-- TASK STATEMENT --
Transcribe the whole listing precisely, leaving nothing out.

-- PROVIDED DATA --
-- -- --
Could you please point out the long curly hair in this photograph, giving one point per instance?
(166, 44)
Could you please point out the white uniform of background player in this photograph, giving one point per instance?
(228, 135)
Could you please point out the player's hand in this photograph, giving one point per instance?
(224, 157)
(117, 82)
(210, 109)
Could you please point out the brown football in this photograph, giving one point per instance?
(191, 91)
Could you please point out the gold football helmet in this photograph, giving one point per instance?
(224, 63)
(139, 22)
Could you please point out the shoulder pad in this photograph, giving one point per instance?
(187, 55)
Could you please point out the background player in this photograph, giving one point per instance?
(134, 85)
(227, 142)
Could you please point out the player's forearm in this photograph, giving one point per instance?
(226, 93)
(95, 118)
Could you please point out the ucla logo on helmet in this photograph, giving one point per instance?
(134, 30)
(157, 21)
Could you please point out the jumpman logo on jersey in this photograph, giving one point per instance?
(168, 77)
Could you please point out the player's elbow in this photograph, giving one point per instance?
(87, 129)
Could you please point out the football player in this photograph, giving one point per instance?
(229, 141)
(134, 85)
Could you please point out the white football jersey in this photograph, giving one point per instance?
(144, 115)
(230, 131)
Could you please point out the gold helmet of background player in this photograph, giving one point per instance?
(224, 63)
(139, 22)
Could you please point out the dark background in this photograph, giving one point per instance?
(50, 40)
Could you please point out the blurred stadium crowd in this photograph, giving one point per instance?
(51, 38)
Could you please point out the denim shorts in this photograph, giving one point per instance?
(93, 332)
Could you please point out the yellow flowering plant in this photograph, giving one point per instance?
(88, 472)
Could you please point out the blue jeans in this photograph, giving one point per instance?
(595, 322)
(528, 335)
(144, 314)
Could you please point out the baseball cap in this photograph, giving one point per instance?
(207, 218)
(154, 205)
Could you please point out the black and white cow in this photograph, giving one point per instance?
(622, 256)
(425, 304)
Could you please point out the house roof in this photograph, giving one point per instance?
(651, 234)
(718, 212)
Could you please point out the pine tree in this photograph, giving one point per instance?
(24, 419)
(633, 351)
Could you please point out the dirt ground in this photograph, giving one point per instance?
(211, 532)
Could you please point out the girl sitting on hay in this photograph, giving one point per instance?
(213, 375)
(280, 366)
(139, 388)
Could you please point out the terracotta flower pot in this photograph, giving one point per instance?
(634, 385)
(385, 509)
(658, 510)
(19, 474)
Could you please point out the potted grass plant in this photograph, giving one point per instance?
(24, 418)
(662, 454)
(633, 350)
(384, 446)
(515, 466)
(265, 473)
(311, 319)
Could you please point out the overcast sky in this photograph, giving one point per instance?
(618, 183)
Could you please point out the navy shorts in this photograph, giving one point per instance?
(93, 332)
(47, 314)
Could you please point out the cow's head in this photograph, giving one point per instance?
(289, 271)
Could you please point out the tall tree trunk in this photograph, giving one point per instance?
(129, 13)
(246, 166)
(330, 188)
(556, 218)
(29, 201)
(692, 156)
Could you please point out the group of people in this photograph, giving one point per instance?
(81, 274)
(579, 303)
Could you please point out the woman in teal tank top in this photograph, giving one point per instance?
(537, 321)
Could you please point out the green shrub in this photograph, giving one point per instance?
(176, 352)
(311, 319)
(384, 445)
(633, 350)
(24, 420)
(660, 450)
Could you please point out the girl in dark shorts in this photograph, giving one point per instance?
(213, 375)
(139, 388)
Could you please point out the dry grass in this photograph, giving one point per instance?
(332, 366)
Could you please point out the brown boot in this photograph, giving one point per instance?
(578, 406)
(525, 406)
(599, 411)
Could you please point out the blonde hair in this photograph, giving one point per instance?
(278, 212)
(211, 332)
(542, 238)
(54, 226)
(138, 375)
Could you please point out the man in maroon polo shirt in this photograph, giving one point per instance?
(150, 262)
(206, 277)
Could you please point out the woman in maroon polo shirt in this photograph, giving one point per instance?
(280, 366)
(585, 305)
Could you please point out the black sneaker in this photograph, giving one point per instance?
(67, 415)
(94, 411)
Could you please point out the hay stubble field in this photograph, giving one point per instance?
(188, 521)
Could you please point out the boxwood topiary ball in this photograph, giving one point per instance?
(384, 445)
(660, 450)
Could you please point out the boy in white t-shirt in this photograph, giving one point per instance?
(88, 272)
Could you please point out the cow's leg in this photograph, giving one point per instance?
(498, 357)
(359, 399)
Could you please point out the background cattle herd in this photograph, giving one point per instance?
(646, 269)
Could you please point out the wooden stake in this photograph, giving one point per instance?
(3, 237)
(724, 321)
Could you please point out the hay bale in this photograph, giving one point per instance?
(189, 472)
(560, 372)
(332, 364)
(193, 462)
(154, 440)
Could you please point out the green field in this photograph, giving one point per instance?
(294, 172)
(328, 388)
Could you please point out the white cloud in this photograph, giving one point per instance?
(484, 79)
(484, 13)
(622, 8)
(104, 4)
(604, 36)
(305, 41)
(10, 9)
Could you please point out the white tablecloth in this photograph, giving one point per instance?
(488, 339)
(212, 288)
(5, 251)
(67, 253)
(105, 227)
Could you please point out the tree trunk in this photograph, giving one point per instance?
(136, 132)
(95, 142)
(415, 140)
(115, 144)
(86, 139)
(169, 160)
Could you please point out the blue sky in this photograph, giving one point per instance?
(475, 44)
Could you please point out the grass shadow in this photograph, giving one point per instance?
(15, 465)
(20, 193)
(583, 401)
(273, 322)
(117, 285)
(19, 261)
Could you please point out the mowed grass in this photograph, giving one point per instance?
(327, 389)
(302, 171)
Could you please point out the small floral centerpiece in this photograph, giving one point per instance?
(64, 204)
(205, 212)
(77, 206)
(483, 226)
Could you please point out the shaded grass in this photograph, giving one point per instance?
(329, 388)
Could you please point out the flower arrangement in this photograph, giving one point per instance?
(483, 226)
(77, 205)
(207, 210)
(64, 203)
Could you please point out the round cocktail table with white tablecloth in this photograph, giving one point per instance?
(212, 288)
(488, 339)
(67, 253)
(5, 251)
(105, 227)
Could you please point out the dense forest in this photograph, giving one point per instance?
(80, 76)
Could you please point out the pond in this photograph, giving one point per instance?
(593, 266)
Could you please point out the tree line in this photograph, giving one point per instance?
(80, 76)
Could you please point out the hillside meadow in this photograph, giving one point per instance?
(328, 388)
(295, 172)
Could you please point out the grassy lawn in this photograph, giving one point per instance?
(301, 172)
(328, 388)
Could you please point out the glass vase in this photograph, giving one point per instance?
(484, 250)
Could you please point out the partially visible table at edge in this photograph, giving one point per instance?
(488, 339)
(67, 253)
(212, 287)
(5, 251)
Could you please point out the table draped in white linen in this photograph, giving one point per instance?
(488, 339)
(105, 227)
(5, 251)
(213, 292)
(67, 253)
-- -- --
-- COMPLETED TASK --
Could you please point out the long curly hair in this photograph, giving one point per instance?
(166, 44)
Could you please point out the white uniform of background player in this photograph, giving one point per instance?
(228, 135)
Could you please point out the player's hand in this photograph, giving one point per instance?
(224, 157)
(117, 82)
(210, 109)
Could you please point out the brown football in this photograph, giving one point per instance?
(191, 91)
Could you please point out the gold football helmet in this photograph, giving one point per instance?
(224, 63)
(139, 22)
Could you please point out the shoulder pad in this photograph, giving one point per instance?
(187, 55)
Could you please point out the background player in this photograph, giving one point per instance?
(134, 85)
(227, 142)
Could you please point out the player's forearm in this photograph, giving one point per instance?
(226, 93)
(95, 118)
Could you please point out the ucla logo on helmet in this photograph, giving one point per instance?
(134, 30)
(157, 21)
Could you please point out the jumpman logo on jersey in this photograph, giving one point per instance?
(168, 77)
Could you please point out the player's elbow in this photograph, giving one point per instance?
(87, 129)
Could you please point out the football player in this photograph, giving one point per instance?
(229, 141)
(134, 85)
Could you please point out the white football jersey in this photograph, giving one point per instance?
(144, 115)
(230, 131)
Could you please point out the gold helmet of background player in this photograph, giving one point per instance?
(224, 63)
(139, 22)
Could you please point out the dark background in this photograph, giving one point per instance?
(50, 40)
Could you please point out the blurred stadium crowd in this photograph, giving one point per instance?
(51, 38)
Could you please point out the denim shorts in this photograph, giving one point per instance?
(93, 332)
Could you please point out the yellow flowering plant in this photograph, giving one point per instance?
(88, 472)
Could you please point out the blue jeans in this photograph, giving one point per instance?
(595, 322)
(528, 335)
(144, 314)
Could you please point out the baseball cap in this photograph, giving one point per instance?
(207, 218)
(154, 205)
Could you please point out the black and white cow in this photograph, giving one point per instance?
(622, 256)
(425, 304)
Could you please point out the house roof in this photograph, giving one point per instance?
(651, 234)
(718, 212)
Could you please point out the pine tree in this photograph, giving one point per instance?
(24, 419)
(633, 351)
Could you please point out the dirt ground in this photograph, giving one point per instance?
(211, 532)
Could you please point out the girl sitting on hay in this photograph, giving one point per instance?
(213, 375)
(280, 366)
(139, 388)
Could you please point out the terracotta flower pot in this photograph, giving one point per instance?
(634, 385)
(385, 509)
(658, 510)
(19, 474)
Could you please point out the potted grass plant in this photograph, giving one point per instance?
(24, 418)
(662, 454)
(633, 350)
(384, 446)
(515, 466)
(265, 473)
(311, 319)
Could you please point out the overcast sky in this photograph, giving one point per instance?
(618, 183)
Could you please point out the navy shorts in this photograph, giving one point per instance?
(93, 332)
(47, 314)
Could you please point out the cow's head in this photograph, giving one point per instance?
(289, 271)
Could you please point out the tall tree trunk in this photograph, giving one point per instance?
(129, 13)
(246, 166)
(330, 188)
(556, 218)
(29, 201)
(692, 156)
Could you please point out the group of people in this photograph, giving one point per instance?
(81, 274)
(579, 303)
Could you please point out the woman in teal tank top in this photograph, giving one point per instance?
(537, 321)
Could you please point out the green shrub in this photograph, giving one point per instance?
(176, 352)
(311, 319)
(384, 445)
(633, 350)
(24, 420)
(660, 450)
Could you please point out the girl in dark shorts in this photograph, giving one point per instance?
(213, 375)
(139, 388)
Could you please point out the dry grass in this photograph, giving one point per instance?
(332, 366)
Could you please point out the brown boot in this photograph, giving one point per instance?
(578, 406)
(525, 406)
(599, 411)
Could you please point out the blonde hair in this photograph, giving one point per instance?
(278, 212)
(211, 332)
(542, 238)
(54, 226)
(138, 375)
Could you please point out the man in maroon polo shirt in this photograph, giving one point per instance?
(150, 262)
(206, 277)
Could you please point out the woman in maroon polo shirt in this photograph, giving one point per instance?
(280, 366)
(585, 305)
Could you please point out the black sneaker in this photograph, giving one point per instance?
(67, 415)
(94, 411)
Could you please point out the hay stubble field in this photograph, giving one point per instance?
(188, 521)
Could you please point out the boxwood topiary ball in this photograph, giving one point per instance?
(384, 445)
(660, 450)
Could you please point out the boy in white t-shirt in this photograph, giving one point per instance?
(88, 272)
Could you please point out the cow's leg in this photograph, giving one point per instance?
(498, 357)
(359, 399)
Could you please point out the background cattle herd in this photograph, giving one point per instance?
(646, 269)
Could you please point out the wooden stake in this photograph, giving one point per instance?
(3, 237)
(724, 321)
Could you please point out the hay bale in this photograph, giving one point per instance?
(189, 472)
(560, 372)
(332, 364)
(193, 462)
(154, 440)
Could you please point out the green field in this photograph, giving one point per instance?
(294, 172)
(328, 388)
Could you please point out the white cloud in this photograph, giving one point per instance?
(484, 79)
(484, 13)
(622, 8)
(104, 4)
(604, 36)
(305, 41)
(10, 9)
Could you please point out the white tablecloth in this photograph, giving one point per instance?
(488, 339)
(212, 288)
(5, 251)
(67, 253)
(105, 227)
Could you please point out the tree trunk in this photograph, giving one point per instance?
(136, 132)
(95, 142)
(415, 140)
(115, 144)
(86, 139)
(169, 160)
Could you please point out the blue sky in this photograph, giving one point per instance?
(475, 44)
Could you please point out the grass shadow in this photograph, giving one point per instance?
(15, 465)
(20, 193)
(583, 401)
(273, 322)
(117, 285)
(19, 261)
Could you please point out the mowed grass in this photograph, giving one point per instance?
(327, 389)
(302, 171)
Could you please point out the small floral centerpiece in this photograph, giving one point per instance?
(64, 204)
(205, 212)
(77, 206)
(483, 226)
Could you please point out the shaded grass in this photograph, giving one point per instance?
(329, 388)
Could you please point out the flower arrangement in this photograph, giving one point per instance?
(483, 226)
(77, 205)
(207, 210)
(64, 203)
Could you please point out the round cocktail table with white tablecloth in this photograph, giving one point per instance?
(212, 288)
(488, 339)
(67, 253)
(5, 251)
(105, 227)
Could you please point out the dense forest in this photograph, giving one point per instance?
(80, 76)
Could you please point out the pond in this photograph, giving one point per instance?
(593, 266)
Could you please point out the tree line in this photograph, giving one point per instance?
(80, 76)
Could you please point out the hillside meadow in this photograph, giving one point per instance?
(328, 388)
(295, 172)
Could you please point out the grassy lawn in this photograph, giving one point per instance?
(301, 172)
(328, 388)
Could you please point out the glass vase in this photograph, giving one point per instance?
(484, 250)
Could you please point out the partially visible table at edge in this photograph, giving one point per instance?
(488, 339)
(67, 253)
(212, 287)
(5, 251)
Could you please point out the table draped in white linen in this photograph, giving one point per instance?
(488, 339)
(105, 227)
(5, 251)
(213, 292)
(67, 253)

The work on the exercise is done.